* _Kaynak_
Makale

RÜZGÂRA FISILDAMAK

RÜZGÂRA FISILDAMAK

Abdulbaki İşcan

Derdimi götürsen uzaklara diyorum, sonra getirsen geri…
Bu kuru şehir yüklü acımasız ağırlığın altında nefes alıp verirken, bu miraç izli zamanın hangi dilimindeysen, hüzünlü bir grup vaktinin dökülen ışıkları gibi, peygamber kokusuyla çıkıp gelsen…
Götürsen uzaklara diyorum, kavimlerin göç yoluna vursan, bildiğin ne varsa anlatsan; yıkasan, temizlesen, yanında tutsan…
Diyorum ki; kutlu bir eylül gününde beni götürsen olgun hurmaların bereketle döküldüğü yere. On iki bin şamdanlı avludan vakarla geçsek, artçı bölükten Iğdırlı Onbaşı Hasan’ın yanında soluklansak, ardımızda on iki bin nefes ile kıyama dursak…
Hayber’in tozuna katsan benden aldığın ne varsa, özüm olsun. Sözüm olsun Hz. Musa’nın duası, avucumda bıraktığın yakarışlar ahtım olsun.
Hissetmez misin zeytin ağaçlarının kokusu duru sabahlarda Zeytin Dağı’ndan nasıl duyulur! Ve orada çocuklar sarı gün doğumlarında temiz alınlarından nasıl vurulur!
Rüzgâr! Mirac’ın mukaddes anahtarı bu kadar mahzunken, aşkımızı toprağa kim verdi?
Yorgun değilim. Sevdalar daha fazla tükenmeden ölüme bakan yüzlerin ucuna bıraksan diyorum.

* _Sağlanan Malzeme_
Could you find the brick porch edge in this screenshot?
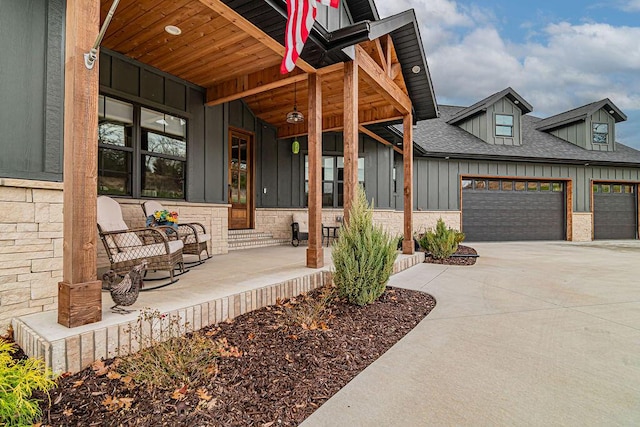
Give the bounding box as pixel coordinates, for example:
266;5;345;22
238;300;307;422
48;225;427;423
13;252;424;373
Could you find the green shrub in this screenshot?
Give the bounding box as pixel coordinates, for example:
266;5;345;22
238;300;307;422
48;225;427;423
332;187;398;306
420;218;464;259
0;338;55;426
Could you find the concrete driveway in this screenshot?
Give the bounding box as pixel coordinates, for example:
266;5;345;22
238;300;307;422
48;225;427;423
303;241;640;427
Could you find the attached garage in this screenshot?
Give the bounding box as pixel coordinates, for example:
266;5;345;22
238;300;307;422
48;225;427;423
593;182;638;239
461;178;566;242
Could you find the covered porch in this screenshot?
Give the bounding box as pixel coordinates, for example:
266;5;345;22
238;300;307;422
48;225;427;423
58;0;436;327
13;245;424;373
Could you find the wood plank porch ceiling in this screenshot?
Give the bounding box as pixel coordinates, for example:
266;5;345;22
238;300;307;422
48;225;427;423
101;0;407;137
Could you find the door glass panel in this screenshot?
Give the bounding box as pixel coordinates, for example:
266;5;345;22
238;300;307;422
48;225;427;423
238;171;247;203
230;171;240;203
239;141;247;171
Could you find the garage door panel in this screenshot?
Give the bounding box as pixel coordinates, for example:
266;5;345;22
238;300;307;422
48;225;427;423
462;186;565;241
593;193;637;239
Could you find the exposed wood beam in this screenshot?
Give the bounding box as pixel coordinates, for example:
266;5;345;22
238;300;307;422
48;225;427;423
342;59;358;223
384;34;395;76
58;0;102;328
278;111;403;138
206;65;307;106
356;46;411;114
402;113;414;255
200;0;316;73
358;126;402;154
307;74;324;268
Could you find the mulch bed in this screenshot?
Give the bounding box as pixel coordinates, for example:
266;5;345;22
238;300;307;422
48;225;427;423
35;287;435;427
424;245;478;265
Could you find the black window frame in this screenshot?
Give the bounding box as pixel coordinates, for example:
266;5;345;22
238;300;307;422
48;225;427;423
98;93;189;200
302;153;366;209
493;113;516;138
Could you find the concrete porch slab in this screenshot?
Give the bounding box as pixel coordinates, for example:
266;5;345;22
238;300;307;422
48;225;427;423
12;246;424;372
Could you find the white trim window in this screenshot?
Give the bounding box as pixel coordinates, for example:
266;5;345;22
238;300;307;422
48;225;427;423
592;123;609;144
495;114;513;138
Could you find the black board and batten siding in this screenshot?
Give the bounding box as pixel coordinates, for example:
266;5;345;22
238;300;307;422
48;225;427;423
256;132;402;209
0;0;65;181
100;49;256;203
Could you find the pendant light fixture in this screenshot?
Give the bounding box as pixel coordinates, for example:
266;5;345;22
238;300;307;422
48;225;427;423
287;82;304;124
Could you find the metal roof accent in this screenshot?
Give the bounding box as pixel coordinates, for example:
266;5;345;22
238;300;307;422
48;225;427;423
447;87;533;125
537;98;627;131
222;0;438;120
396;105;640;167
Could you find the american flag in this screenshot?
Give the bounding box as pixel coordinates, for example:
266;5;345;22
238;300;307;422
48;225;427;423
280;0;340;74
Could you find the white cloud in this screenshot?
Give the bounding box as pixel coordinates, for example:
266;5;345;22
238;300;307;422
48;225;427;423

* _Verilen Görev 1_
Rüzgâra Fısıldamak yazısında "Götürsen uzaklara diyorum" sözleriyle başlayan cümlede rüzgârdan istenen şeyler nelerdir? Hepsini sıralayın.
* _Verilen Görev 2_
Rüzgâra Fısıldamak yazısına göre şu soruları cevaplayın:
(a) Artçı bölükte kimin yanında soluklanmak isteniyor?
(b) Vakarla geçilmesi dilenen avlu kaç şamdanlı?
(c) Zeytin ağaçlarının kokusu duru sabahlarda nereden duyulur?
* _Verilen Görev 3_
Rüzgâra Fısıldamak yazısının devamını, son cümlesinden sonrasını yazın.
Listeye başvurmanız gerekmiyor.

* _Cevap 1_
- Uzaklara götürmesi
- Kavimlerin göç yoluna vurması
- Bildiği ne varsa anlatması
- Yıkaması
- Temizlemesi
- Yanında tutması

* _Cevap 2_
(a) Iğdırlı Onbaşı Hasan'ın yanında.
(b) On iki bin şamdanlı.
(c) Zeytin Dağı'ndan.

* _Cevap 3_
Bilirim uzağım bin derde deva çöl toprağının kokusundan ki şu hicrana müptela yerde bana yasaklanmış miskidilara. Güneş kuşları ülfetini kestiğinden beri mahzunlar diyarında bir sefil hayat kurmaktır payıma düşen ve senden işittiğim yanık tenli bir kavmin özgürlük şarkılarının son satırlarına sığınarak avunmaktır.
Sen benden elini eteğini çektikten sonra kanat gerdim başımdan yukarı, gönül bağım artık viran.
Gökyüzünü gecenin aydınlığında seyreden gözlerimi dağladılar da sesim soluğum çıkmadı bak, geride kalan görüntülerden göğsümün tam da ortasına bir isyan ağacı diktim dallarıyla sana tutunan. Kurutma onları…
Bilmez misin ki bu Ken’an diyarında en çok Hızır Kubbesi serinliğine, en çok ezan sesinin diriliğine ve de en çok ‘yerin gökle yakın avlusu’nun sabah gülüşüne düşkünlüğüm vardır. Mağlup insanlığımızın üstüne haramiler çadır açarken görmez misin ki her gece semazen gibi beynimde dönüp duran bir bedensize mahkûmum. Tutkunu oldu bütün azalarım. Bak derse bakanım, duy derse duyanım. O yüzdendir ki gecem gündüze karışmakta. O yüzdendir ki her sabah boynu bükük bir çocuk gölgesi acı sesiyle açar uykularımı. Uyu derse uyuyanım, uyuma hadi kalk derse, uykuyu zehir yapanım.
Rüzgâr! Alınlarına kına çalınmış süvarilerin aklını kim çeldi?
Topraktan devşirilmiş şu uzak mescidin bekçileri derler ki; ruhta var olan neyse yaşatır adımızı tekrar toprak olana kadar. Ama kimin aklına gelir son Osmanlı Onbaşı Hasan orada ne arar? Hem bir emanete sahip çıkmakla geçen bu kadar yalnız yılı ıssız seher vakitlerinde dualarla uğurlarken, bilmez misin ki benim payıma düşen gölgeleri billur parçası yerlerde seninle yol almayı murat etmektir.
Yolunun izine bu kaç ömür yamasıdır harcadığım, yine de ben gibi tedirgin gönüllere akşam serinliğinde bir nefesi çok görmedesin.
Bir dudak üfürmesi yalnızca, bir soluk alıp vermesi zor mudur ki hâlâ eğlenmedesin.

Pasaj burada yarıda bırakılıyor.